Problem details — Pull out every one of the lines below and repeat each one word for word.

Source material —
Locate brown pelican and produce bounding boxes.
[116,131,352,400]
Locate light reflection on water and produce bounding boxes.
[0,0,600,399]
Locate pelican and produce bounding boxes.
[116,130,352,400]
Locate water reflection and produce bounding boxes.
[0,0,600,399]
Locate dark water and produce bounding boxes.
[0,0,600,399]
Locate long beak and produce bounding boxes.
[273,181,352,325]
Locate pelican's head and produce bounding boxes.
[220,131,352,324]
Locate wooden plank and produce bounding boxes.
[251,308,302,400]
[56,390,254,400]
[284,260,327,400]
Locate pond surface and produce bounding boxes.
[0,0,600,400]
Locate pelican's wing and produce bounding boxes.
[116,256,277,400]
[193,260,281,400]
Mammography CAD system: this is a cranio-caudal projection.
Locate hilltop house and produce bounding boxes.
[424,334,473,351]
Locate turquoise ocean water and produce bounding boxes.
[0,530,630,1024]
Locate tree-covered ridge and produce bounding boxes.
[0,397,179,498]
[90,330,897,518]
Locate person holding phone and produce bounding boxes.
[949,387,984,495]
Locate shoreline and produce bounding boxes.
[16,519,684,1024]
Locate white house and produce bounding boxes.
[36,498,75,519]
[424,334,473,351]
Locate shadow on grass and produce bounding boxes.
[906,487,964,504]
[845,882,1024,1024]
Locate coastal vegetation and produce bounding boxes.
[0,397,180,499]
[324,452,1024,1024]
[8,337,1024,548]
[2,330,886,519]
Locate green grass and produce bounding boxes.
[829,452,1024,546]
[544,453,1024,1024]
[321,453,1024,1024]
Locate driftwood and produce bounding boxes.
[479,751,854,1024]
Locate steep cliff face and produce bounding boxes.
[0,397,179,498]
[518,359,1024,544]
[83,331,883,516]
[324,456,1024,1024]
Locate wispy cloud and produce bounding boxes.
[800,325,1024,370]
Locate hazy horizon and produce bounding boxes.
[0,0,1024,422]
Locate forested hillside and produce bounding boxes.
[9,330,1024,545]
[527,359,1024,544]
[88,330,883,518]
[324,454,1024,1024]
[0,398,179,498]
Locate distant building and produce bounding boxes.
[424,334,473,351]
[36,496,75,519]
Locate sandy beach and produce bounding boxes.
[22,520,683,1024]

Solved exercise —
Locate brown pelican and produce bounding boxes.
[116,131,352,400]
Locate light reflection on water and produce bounding boxes.
[0,0,600,399]
Locate pelican and produce bounding boxes.
[116,130,352,400]
Locate water reflection and produce bounding boxes.
[0,0,600,399]
Locate dark water and produce bounding boxes.
[0,0,600,399]
Locate long beak and produce bounding boxes.
[273,181,352,325]
Locate pelican's head and produce bounding boxes.
[220,131,352,324]
Locate wooden plank and produce bounding boxes.
[251,308,302,400]
[56,390,254,400]
[284,260,327,400]
Locate pond surface and produce bounding boxes.
[0,0,600,400]
Locate pelican's wing and produce bounding boxes.
[116,256,277,400]
[193,260,281,400]
Mammography CAD system: this is a cranio-caudal projection.
Locate hilltop house and produce bounding boxes.
[424,334,473,351]
Locate turquoise ocean water and produce bounding boxes.
[0,530,630,1024]
Locate tree-covered ridge and produce bounding boxes.
[0,397,179,498]
[90,330,897,518]
Locate person holding phone and produce bounding boxes.
[949,387,984,495]
Locate shoreline and produce bounding boxes.
[16,519,684,1024]
Locate white house and produce bounding boxes.
[36,498,75,519]
[424,334,473,351]
Locate shadow on grass and produce bounding boxes.
[906,487,964,504]
[845,882,1024,1024]
Locate coastal vegetation and produce bounding boxes.
[0,397,180,499]
[324,452,1024,1024]
[8,337,1024,548]
[2,330,886,519]
Locate green grass and produce bounding boxes.
[829,452,1024,546]
[544,453,1024,1024]
[321,453,1024,1024]
Locate driftwood and produce bounding boxes.
[479,751,854,1024]
Locate steep cliff face and produce bounding boxes.
[0,397,179,498]
[518,359,1024,544]
[83,331,883,516]
[324,456,1024,1024]
Locate wispy cloud and produce bounding boxes.
[800,325,1024,370]
Locate hazy horizon and produce bounding boxes.
[0,0,1024,422]
Locate forested hillside and produce bounding boxes.
[9,330,1024,545]
[527,359,1024,544]
[88,330,883,518]
[324,454,1024,1024]
[0,398,179,498]
Locate distant building and produce bounding boxes.
[424,334,473,351]
[36,496,75,519]
Locate sandy beach and produce bounding boxes.
[22,520,683,1024]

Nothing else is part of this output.